[Region pointing data]

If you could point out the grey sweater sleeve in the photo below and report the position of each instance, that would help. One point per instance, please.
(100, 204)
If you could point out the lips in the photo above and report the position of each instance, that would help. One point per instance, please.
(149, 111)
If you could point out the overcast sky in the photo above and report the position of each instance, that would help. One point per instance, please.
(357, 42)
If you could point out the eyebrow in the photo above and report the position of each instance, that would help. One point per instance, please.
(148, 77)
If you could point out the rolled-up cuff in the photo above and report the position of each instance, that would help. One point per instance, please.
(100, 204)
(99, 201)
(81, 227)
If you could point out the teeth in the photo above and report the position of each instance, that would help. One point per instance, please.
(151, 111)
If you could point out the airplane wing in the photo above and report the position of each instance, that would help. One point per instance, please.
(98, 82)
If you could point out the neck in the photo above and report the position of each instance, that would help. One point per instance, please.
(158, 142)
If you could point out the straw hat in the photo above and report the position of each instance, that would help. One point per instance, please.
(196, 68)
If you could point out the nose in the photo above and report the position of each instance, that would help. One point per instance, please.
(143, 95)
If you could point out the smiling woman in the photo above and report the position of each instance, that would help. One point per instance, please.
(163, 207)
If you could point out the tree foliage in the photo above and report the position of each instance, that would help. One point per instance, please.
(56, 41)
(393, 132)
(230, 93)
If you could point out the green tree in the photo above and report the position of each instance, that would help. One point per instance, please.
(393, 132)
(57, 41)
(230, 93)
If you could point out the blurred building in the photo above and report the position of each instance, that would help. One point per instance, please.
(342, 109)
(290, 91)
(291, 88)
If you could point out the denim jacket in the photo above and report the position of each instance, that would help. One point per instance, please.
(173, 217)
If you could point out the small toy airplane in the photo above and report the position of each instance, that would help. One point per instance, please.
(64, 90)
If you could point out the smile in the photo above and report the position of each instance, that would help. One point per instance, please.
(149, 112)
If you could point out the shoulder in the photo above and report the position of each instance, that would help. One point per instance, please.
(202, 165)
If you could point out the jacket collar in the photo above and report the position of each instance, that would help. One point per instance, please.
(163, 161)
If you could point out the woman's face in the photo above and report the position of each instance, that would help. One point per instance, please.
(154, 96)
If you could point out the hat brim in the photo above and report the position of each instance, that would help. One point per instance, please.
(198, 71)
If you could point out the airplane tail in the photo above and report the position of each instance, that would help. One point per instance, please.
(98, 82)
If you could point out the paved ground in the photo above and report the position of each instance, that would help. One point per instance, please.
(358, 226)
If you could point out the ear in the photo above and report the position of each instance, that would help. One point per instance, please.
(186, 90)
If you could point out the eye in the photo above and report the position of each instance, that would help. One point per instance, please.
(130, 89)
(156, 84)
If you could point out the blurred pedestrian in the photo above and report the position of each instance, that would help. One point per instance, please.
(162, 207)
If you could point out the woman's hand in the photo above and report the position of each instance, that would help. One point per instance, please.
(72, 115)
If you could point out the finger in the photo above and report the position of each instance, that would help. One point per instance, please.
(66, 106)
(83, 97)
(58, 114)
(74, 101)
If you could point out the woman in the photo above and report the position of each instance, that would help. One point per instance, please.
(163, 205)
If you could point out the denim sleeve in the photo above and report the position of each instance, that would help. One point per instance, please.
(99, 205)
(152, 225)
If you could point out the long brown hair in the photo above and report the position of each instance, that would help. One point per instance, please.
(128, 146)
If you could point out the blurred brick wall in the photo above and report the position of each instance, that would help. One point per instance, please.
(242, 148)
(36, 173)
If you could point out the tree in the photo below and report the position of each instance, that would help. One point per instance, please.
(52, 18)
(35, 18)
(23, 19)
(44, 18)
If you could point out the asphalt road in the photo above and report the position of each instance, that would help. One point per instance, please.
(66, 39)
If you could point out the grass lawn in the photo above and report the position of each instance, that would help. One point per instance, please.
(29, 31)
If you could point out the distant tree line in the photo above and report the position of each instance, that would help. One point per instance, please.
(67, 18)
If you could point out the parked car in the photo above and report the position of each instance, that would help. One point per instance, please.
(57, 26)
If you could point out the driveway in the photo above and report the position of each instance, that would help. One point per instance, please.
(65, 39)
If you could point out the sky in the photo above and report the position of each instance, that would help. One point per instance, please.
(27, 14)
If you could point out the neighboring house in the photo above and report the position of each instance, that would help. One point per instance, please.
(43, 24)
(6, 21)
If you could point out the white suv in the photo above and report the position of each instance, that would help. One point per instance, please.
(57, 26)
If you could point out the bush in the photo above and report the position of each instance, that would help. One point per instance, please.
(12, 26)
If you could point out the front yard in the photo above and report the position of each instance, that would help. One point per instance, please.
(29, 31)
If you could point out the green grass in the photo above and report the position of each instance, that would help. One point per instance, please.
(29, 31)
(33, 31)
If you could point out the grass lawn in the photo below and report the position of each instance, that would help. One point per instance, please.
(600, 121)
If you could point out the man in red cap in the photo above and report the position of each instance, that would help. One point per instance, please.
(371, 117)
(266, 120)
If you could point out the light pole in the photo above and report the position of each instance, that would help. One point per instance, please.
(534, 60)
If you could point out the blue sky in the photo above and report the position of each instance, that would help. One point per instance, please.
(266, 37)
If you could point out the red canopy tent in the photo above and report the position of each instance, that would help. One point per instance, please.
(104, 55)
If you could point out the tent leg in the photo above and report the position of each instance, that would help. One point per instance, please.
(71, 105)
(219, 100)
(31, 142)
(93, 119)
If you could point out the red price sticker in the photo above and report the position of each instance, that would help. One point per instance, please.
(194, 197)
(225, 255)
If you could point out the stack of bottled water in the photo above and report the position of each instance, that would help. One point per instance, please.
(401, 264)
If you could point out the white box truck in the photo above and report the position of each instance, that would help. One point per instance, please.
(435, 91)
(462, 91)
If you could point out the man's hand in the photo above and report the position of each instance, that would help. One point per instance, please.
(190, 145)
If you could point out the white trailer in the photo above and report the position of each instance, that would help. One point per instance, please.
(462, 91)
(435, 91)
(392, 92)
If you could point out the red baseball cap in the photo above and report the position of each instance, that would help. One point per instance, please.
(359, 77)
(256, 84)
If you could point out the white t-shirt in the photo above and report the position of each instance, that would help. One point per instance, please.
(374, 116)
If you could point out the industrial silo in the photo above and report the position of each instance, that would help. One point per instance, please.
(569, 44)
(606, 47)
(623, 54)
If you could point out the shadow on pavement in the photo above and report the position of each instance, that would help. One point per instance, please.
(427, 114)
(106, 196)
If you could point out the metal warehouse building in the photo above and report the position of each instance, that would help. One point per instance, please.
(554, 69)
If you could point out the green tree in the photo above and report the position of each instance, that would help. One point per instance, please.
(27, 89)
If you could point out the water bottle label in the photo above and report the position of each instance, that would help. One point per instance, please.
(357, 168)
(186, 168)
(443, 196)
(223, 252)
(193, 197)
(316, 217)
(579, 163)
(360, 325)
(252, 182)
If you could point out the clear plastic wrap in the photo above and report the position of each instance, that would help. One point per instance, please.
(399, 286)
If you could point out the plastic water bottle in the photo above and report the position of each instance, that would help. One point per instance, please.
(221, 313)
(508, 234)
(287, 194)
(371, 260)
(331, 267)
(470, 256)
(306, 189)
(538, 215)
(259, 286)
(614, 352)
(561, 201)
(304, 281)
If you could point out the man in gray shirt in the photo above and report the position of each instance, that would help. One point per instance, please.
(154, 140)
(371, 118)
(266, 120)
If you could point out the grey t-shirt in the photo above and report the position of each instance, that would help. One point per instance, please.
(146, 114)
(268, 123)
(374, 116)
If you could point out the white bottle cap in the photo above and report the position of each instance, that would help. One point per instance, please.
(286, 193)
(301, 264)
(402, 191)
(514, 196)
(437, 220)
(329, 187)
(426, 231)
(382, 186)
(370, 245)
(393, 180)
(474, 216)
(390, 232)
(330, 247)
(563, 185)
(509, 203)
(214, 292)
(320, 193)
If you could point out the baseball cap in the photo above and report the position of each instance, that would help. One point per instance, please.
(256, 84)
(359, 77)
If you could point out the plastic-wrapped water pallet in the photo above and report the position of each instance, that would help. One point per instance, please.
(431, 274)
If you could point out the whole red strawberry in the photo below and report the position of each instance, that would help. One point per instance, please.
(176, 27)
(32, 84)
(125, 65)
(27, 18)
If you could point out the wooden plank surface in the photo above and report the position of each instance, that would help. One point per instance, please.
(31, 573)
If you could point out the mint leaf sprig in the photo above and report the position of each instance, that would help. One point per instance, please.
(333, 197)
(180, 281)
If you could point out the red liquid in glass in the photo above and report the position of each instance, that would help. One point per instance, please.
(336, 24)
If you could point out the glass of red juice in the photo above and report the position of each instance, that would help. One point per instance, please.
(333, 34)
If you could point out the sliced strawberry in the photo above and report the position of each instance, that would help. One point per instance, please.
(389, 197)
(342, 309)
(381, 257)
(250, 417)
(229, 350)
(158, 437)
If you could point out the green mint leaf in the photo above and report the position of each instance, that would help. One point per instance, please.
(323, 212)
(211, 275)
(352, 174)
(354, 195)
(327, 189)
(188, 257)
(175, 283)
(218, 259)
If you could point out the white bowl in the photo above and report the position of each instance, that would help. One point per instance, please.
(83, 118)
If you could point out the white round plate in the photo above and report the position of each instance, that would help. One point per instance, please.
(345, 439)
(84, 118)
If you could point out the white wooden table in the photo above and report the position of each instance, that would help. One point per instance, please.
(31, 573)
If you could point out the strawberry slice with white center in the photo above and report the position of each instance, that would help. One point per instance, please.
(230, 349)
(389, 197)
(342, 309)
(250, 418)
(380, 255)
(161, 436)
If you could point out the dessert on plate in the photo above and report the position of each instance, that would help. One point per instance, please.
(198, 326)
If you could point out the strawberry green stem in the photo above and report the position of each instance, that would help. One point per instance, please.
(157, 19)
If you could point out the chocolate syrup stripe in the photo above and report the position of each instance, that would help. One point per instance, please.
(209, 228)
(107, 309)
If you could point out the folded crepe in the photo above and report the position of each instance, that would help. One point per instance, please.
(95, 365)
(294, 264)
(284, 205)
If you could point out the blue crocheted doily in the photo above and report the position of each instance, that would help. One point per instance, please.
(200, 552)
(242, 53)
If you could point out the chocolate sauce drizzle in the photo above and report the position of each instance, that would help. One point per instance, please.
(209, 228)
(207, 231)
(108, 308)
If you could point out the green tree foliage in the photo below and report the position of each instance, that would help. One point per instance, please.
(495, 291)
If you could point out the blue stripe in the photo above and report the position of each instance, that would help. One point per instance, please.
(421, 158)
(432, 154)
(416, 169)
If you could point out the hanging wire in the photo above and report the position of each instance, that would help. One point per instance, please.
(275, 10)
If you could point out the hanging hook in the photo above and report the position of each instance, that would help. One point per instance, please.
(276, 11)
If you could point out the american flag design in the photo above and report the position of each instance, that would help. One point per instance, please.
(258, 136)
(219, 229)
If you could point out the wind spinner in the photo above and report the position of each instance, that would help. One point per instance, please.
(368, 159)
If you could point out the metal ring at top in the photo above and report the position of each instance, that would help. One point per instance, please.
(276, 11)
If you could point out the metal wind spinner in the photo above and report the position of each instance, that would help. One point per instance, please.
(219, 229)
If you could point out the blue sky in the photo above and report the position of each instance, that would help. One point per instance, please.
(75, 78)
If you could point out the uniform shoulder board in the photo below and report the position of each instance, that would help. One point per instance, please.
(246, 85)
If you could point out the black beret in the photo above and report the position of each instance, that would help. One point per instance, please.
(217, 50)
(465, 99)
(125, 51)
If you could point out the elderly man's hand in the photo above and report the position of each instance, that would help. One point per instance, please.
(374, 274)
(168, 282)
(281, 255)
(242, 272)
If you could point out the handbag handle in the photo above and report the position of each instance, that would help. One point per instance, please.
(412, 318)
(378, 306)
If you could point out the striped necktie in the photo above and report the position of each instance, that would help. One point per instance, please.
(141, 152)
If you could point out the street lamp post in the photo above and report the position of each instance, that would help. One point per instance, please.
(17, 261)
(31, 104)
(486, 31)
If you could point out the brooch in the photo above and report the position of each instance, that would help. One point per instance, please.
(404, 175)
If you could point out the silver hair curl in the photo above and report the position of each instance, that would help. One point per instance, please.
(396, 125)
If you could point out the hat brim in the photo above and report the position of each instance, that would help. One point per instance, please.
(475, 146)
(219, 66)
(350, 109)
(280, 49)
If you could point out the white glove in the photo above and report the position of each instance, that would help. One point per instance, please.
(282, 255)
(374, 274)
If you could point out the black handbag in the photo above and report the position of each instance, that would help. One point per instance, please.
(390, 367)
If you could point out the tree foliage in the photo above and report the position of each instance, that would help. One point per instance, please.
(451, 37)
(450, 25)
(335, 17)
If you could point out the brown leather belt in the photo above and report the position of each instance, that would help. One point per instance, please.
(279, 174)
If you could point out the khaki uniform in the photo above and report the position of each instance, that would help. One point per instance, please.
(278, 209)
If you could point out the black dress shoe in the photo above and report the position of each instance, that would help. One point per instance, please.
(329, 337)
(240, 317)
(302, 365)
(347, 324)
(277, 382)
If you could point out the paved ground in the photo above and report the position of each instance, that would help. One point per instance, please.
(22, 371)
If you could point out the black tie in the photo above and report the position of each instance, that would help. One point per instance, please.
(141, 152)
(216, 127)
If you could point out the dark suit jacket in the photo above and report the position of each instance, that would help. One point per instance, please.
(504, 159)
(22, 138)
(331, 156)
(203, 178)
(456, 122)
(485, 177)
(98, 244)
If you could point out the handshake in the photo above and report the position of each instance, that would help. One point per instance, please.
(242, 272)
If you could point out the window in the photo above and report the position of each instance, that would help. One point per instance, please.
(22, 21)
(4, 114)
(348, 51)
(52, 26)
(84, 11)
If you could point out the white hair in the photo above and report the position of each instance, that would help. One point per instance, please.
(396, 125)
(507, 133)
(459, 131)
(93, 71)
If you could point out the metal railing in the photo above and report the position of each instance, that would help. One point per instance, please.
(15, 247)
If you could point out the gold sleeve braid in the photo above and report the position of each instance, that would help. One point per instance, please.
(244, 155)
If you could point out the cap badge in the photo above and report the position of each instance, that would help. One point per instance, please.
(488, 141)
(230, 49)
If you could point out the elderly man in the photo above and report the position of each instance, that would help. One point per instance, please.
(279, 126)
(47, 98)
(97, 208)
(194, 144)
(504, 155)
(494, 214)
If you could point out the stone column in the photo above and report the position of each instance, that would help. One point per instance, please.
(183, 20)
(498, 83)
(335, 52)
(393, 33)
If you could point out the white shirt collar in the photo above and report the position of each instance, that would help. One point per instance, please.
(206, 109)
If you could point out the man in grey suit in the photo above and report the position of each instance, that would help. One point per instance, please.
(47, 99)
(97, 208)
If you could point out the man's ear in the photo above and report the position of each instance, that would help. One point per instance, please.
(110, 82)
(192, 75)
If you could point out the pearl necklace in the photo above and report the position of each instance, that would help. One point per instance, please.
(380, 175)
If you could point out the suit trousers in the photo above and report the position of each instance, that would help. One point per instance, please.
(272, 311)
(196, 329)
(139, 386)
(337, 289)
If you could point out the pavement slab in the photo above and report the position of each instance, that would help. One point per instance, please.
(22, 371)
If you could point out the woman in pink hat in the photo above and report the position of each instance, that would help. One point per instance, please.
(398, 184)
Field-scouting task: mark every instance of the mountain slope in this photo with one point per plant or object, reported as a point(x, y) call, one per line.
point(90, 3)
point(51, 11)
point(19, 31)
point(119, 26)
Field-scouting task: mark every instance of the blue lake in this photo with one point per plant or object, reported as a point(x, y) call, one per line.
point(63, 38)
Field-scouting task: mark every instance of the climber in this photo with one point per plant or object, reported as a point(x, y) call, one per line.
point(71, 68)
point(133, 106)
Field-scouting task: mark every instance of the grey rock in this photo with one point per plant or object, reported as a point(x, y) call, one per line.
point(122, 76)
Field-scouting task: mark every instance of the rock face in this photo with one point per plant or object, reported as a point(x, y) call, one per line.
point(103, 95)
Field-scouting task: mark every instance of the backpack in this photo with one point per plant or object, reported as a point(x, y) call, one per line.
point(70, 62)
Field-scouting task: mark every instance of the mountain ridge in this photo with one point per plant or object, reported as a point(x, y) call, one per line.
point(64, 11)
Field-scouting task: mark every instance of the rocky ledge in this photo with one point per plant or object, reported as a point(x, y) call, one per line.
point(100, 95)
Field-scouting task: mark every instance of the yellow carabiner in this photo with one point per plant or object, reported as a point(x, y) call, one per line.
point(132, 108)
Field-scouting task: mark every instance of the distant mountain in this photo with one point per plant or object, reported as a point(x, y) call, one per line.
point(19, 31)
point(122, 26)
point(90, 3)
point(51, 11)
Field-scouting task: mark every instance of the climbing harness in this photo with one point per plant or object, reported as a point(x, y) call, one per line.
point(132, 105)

EXERCISE BRIEF
Each line, beginning at the one that contains "Field-scouting task: mark every instance of the backpack" and continuing through the end of the records, must be written out exactly, first and last included.

EXERCISE RESULT
Field-scouting task: mark every instance of the backpack in this photo with one point per plant or object, reported as a point(x, y) call, one per line.
point(70, 62)
Field-scouting task: mark every instance of the mountain ridge in this photo with one point per plant or object, reported as a point(x, y) call, one per line.
point(64, 11)
Field-scouting task: mark every instance of the rocky ledge in this photo with one point per plant or object, reported as a point(x, y) call, one per line.
point(100, 95)
Field-scouting task: mark every instance of the yellow carabiner in this photo with one point per plant or object, reported as a point(x, y) call, one per line.
point(132, 108)
Field-scouting task: mark every instance of the distant mountain in this photo with one point per plant or object, reported as a point(x, y) call, one per line.
point(19, 31)
point(122, 26)
point(90, 3)
point(51, 11)
Field-scouting task: mark every instance of the climbing harness in this photo with one point per plant or object, reported as a point(x, y) call, one per line.
point(132, 105)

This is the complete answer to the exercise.